● Aufgabe
Gib sämtliche Zeilen der folgenden Auflistung unverändert aus. Lass dabei die Bilder weg.

● Datensatz
┄┄┄┄┄┄┄┄┄┄
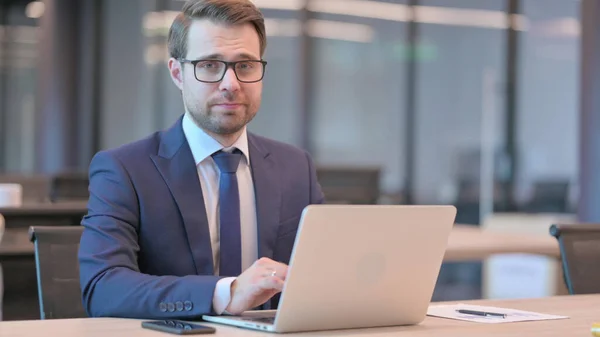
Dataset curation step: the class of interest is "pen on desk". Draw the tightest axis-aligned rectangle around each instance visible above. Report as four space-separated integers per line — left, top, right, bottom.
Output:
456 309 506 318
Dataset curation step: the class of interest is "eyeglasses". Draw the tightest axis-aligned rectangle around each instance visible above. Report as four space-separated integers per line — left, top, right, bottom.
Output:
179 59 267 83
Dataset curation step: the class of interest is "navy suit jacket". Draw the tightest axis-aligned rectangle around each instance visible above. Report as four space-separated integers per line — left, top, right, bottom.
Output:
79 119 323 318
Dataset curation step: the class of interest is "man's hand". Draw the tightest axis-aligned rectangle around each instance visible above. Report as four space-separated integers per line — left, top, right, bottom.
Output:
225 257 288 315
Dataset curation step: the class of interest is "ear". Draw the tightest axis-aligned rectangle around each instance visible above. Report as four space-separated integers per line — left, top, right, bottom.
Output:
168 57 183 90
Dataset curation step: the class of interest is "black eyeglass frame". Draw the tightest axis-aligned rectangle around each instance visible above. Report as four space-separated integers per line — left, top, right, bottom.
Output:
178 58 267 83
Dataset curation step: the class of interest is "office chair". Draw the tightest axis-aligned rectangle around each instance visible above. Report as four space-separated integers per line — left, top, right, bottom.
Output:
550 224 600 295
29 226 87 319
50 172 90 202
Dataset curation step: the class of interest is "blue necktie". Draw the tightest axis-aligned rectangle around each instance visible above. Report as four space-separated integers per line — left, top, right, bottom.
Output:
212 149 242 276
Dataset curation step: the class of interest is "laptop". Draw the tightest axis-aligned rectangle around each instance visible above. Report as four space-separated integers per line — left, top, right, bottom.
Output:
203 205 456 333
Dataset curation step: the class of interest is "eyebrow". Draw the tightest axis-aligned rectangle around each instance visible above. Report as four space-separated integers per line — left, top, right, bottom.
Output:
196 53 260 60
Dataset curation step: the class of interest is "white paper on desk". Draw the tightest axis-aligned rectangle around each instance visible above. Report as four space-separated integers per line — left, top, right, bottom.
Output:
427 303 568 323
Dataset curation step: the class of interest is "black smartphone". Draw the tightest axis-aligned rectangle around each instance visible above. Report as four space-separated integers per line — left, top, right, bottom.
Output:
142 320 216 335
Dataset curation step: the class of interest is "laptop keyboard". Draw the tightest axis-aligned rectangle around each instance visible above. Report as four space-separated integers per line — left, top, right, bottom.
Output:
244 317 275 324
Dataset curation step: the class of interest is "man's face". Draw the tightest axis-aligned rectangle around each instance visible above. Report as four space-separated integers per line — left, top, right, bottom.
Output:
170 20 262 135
┄┄┄┄┄┄┄┄┄┄
● Korrekte Lösung
Dataset curation step: the class of interest is "pen on desk". Draw the tightest axis-aligned rectangle around each instance visible above. Report as four space-separated integers per line — left, top, right, bottom.
Output:
456 309 506 318
Dataset curation step: the class of interest is "eyeglasses". Draw the tightest axis-aligned rectangle around each instance visible above. Report as four space-separated integers per line — left, top, right, bottom.
Output:
179 59 267 83
Dataset curation step: the class of interest is "navy suit jacket". Draw the tightest axis-aligned rectangle around each instance visible above. Report as four space-separated integers per line — left, top, right, bottom.
Output:
79 119 323 318
Dataset curation step: the class of interest is "man's hand". Draw the tightest axis-aligned rectangle around each instance visible above. Report as four space-separated integers per line — left, top, right, bottom.
Output:
225 257 288 315
Dataset curation step: the class of interest is "ear". Draw the tightest axis-aligned rectangle around each instance visible above. Report as four space-separated integers per line — left, top, right, bottom.
Output:
168 57 183 90
Dataset curation step: the class of interest is "black eyeglass frame". Draw the tightest axis-aligned rectangle around each instance visible above. Report as four space-separated integers per line — left, top, right, bottom.
Output:
178 58 267 83
Dataset curation step: the class of interest is "office chair". Draw the tightest axis-aligned rectangle around each instance visible above. Report as four space-separated integers per line — left, top, right, bottom.
Output:
550 224 600 295
29 226 87 319
50 172 90 202
Dataset curation step: the class of interest is "blue necktie". Draw the tightest axis-aligned rectangle around each instance visible above. Report as four space-separated integers per line — left, top, right, bottom.
Output:
212 149 242 276
Dataset curation step: the class of interest is "laptop". Draw the tightest axis-aligned rectangle around each instance visible above. Report as four space-separated integers per line — left, top, right, bottom.
Output:
203 205 456 333
Dataset curation step: the class of interest is "eyebrow". Draw the tightest axis-aligned rectangle around each instance visible above. Report as four space-separated integers per line — left, top, right, bottom.
Output:
196 53 260 60
Dataset curation step: the class of interest is "white paper on desk". Draw the tightest axis-aligned rectangle around each instance visible above. Report as four space-separated integers per line — left, top, right, bottom.
Output:
427 303 568 323
Dataset curation step: the class of interest is "black smartphone". Draw the tightest axis-aligned rectangle around each instance visible above. Report as four space-separated integers per line — left, top, right, bottom.
Output:
142 320 216 335
Dataset curation step: the class of interest is "laptop keyboard". Draw the tightest axis-aligned rectangle around each instance visible above. Report as four space-separated integers per line — left, top, right, bottom.
Output:
244 317 275 324
Dataset curation step: the class of interest is "man's face". Draw the tightest axis-aligned rectangle around each instance visible above. Report as four space-separated integers per line — left, top, right, bottom.
Output:
170 20 262 135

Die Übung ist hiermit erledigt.